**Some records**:
□ □ □ □

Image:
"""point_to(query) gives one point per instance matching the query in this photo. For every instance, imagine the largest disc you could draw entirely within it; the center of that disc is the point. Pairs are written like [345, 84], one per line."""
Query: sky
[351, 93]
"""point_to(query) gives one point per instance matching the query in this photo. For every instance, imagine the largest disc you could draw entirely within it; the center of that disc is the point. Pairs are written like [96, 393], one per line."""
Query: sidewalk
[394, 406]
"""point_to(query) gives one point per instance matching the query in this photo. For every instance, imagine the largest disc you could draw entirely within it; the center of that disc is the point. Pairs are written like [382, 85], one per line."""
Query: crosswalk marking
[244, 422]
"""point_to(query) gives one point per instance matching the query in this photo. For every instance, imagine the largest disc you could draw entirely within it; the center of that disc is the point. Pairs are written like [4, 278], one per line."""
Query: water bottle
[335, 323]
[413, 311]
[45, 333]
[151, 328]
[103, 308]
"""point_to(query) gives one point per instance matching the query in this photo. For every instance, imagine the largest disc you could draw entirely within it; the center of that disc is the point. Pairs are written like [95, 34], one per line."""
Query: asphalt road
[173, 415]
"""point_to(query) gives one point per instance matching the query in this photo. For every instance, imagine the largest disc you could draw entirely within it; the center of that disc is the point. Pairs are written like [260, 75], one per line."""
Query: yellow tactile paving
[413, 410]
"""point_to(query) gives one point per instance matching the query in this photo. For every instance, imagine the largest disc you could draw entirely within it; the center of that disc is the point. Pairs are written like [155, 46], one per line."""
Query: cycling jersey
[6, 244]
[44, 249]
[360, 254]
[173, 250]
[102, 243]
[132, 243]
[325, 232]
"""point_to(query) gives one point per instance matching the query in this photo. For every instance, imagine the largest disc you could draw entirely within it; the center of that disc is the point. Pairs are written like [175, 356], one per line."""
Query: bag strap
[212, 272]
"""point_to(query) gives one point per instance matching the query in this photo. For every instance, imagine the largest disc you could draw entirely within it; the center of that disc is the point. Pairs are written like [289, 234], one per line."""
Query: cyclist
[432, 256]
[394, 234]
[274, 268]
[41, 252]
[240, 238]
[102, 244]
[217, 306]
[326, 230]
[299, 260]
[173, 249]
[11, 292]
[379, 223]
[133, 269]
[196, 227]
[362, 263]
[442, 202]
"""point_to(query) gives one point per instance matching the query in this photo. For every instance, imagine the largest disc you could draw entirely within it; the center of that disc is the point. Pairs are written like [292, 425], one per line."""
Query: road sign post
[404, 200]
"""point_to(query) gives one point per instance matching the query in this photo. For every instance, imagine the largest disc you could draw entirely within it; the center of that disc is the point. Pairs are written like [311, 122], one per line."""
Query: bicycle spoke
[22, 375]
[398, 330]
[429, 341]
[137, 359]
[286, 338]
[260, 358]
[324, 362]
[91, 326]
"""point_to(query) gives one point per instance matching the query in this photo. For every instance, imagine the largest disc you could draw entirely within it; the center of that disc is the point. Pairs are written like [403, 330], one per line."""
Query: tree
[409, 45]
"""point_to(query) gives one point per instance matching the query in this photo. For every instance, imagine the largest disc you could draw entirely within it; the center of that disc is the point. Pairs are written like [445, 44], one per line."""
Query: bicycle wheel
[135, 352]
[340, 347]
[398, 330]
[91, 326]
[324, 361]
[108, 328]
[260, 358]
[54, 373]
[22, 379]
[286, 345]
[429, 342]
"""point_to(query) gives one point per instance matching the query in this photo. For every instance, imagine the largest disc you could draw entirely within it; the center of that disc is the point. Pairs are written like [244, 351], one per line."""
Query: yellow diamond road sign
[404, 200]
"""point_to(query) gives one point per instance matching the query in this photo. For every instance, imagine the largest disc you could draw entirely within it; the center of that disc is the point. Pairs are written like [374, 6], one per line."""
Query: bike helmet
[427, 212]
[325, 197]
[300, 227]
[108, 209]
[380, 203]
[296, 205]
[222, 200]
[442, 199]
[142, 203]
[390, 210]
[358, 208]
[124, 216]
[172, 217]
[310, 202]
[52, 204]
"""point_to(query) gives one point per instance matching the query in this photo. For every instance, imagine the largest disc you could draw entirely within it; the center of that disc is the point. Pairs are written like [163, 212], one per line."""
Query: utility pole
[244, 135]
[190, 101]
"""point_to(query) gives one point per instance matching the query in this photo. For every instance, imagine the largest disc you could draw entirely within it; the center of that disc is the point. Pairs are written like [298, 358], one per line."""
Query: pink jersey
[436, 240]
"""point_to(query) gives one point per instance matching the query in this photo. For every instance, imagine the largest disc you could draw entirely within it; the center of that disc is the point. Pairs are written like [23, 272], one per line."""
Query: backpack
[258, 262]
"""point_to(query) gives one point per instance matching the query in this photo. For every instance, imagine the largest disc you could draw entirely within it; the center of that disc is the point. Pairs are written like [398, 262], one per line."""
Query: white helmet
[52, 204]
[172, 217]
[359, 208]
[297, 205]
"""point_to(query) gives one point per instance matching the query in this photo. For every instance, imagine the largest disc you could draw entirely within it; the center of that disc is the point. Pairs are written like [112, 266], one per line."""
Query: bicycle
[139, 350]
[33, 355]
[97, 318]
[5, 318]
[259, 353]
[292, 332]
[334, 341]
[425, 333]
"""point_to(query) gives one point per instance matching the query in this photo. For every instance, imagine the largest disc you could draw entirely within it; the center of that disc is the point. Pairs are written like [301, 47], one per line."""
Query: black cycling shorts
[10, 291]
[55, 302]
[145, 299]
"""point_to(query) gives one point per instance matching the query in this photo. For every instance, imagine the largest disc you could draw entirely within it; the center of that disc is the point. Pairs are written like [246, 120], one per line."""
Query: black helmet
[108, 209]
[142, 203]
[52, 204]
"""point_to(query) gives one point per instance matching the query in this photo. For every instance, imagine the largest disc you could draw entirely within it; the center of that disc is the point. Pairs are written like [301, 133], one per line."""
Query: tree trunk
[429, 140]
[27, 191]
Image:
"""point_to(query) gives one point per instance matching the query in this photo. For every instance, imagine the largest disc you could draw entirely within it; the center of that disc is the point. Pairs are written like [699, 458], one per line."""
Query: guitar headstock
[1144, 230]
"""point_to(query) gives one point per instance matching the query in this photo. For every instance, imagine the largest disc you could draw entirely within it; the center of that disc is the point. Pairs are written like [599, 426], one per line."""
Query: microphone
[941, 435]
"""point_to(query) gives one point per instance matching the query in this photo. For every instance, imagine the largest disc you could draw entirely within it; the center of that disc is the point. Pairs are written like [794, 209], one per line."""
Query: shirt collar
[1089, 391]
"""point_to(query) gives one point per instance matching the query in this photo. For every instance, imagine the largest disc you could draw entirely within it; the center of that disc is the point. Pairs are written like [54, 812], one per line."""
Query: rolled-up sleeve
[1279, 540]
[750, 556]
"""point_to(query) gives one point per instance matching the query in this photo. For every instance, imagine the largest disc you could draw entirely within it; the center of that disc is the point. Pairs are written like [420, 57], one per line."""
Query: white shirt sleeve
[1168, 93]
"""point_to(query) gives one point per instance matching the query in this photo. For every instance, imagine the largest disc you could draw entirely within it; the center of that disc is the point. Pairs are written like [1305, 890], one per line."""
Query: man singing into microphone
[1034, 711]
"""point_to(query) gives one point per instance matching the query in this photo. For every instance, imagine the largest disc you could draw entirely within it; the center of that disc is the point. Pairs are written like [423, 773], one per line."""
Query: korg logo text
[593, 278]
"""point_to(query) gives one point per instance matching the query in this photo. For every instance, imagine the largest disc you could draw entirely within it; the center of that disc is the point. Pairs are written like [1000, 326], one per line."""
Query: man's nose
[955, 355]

□ □ □ □

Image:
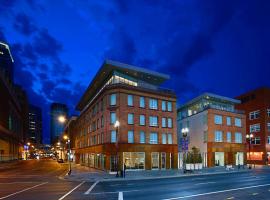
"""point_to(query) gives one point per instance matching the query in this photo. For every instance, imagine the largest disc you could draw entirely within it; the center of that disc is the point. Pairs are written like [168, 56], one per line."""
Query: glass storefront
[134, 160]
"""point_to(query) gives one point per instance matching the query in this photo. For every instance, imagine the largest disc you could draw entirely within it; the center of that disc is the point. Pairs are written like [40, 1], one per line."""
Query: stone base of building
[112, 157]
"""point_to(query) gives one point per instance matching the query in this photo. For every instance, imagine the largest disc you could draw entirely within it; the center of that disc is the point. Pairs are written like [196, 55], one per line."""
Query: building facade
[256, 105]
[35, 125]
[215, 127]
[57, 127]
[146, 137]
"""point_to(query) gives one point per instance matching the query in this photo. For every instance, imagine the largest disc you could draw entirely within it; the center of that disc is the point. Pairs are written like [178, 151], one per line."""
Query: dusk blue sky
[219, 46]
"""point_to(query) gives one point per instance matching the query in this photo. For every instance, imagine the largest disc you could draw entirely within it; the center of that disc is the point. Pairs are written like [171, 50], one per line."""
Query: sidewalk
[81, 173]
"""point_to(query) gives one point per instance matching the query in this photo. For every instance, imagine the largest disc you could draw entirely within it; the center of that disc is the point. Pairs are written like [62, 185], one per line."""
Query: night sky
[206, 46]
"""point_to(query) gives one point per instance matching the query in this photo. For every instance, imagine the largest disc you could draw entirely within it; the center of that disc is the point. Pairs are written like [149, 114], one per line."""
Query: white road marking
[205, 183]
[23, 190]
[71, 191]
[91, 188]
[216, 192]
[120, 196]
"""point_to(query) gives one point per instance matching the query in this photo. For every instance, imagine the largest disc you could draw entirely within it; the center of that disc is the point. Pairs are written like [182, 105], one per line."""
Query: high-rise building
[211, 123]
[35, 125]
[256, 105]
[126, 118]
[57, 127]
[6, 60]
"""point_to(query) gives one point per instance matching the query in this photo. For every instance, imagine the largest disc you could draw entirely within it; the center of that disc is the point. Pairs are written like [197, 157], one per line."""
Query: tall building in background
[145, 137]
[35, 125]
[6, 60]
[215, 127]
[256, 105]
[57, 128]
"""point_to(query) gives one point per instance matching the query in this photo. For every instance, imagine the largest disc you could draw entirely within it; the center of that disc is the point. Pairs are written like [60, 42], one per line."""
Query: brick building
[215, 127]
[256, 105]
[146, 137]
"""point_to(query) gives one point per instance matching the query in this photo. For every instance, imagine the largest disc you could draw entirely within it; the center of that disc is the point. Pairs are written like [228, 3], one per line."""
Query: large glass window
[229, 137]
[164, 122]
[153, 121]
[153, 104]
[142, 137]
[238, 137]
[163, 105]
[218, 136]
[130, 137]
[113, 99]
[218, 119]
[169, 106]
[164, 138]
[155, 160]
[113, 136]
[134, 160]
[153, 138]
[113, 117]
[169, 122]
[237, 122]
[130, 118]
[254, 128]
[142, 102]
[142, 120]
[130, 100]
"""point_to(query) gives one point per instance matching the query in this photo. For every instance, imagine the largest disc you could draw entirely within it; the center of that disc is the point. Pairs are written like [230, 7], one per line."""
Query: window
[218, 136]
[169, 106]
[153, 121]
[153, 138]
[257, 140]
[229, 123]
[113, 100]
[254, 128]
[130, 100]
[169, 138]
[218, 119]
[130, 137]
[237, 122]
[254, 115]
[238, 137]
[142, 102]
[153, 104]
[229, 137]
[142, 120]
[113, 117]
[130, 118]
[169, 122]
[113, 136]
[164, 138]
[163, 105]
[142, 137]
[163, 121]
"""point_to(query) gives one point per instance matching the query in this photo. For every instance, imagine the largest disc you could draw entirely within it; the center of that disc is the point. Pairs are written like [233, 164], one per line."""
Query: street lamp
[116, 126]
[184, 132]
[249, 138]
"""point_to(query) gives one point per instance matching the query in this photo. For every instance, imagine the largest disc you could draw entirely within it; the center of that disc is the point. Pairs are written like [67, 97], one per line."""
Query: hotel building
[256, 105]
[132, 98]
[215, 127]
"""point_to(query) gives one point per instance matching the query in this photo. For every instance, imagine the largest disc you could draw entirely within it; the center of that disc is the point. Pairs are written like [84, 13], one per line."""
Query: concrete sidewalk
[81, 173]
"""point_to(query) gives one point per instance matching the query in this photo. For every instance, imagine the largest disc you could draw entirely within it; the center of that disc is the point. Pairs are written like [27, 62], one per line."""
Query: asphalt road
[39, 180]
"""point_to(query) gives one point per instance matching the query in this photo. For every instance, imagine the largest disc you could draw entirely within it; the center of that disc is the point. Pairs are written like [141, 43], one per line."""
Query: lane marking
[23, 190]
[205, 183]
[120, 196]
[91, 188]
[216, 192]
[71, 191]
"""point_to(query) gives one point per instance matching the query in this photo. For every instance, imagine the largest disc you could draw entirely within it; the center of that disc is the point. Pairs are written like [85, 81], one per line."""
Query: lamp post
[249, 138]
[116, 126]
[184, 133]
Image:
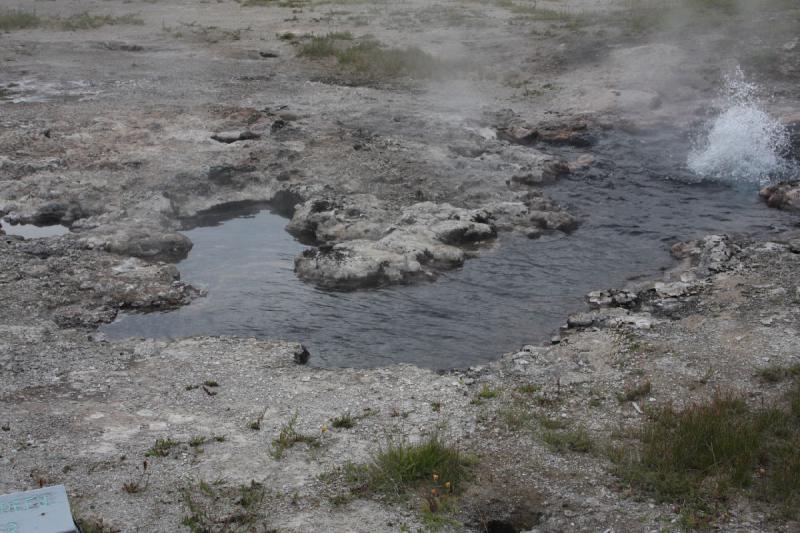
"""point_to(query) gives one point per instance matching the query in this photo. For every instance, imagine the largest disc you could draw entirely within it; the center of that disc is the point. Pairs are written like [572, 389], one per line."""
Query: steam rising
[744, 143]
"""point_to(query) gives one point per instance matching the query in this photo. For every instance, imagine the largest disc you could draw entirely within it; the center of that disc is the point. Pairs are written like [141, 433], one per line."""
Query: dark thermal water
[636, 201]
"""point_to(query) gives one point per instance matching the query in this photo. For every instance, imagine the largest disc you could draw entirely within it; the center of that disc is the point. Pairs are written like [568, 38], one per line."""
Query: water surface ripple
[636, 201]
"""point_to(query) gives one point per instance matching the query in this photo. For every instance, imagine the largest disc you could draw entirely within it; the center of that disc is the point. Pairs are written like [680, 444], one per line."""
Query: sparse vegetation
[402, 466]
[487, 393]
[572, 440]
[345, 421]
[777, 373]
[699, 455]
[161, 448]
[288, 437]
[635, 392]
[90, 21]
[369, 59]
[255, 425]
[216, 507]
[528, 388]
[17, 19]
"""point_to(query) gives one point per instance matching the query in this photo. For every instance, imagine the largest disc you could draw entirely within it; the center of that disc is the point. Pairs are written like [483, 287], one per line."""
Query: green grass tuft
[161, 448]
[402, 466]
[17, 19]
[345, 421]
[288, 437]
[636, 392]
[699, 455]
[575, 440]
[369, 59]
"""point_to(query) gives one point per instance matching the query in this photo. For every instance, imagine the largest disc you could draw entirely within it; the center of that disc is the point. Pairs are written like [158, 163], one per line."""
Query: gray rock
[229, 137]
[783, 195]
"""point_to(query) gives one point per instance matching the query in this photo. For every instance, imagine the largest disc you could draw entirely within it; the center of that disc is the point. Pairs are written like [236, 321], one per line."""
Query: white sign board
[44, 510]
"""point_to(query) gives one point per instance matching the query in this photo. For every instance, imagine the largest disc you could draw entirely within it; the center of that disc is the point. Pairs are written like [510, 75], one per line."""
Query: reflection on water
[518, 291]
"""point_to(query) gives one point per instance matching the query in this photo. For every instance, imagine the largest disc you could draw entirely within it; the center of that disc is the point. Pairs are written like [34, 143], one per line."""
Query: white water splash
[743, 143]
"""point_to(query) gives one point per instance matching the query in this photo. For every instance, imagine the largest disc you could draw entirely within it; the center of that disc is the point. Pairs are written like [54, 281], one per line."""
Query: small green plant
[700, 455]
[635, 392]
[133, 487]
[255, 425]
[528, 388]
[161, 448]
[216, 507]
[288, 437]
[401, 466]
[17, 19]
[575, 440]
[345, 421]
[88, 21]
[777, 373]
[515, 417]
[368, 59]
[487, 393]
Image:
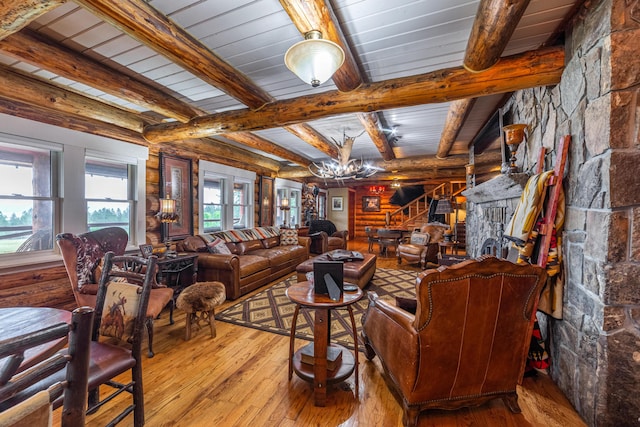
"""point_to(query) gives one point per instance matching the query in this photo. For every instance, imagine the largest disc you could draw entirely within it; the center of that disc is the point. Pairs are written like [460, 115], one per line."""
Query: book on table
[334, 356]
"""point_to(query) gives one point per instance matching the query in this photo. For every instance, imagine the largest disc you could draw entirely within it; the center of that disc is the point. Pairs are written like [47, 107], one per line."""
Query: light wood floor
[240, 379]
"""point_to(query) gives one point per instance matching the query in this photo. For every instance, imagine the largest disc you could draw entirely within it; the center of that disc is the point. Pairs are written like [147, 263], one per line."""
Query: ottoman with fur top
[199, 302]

□ □ □ □

**Instructions to follow**:
Report every line above that contains the string "black". Case counts.

**Full response**:
Query: black cycling shorts
Query: black helmet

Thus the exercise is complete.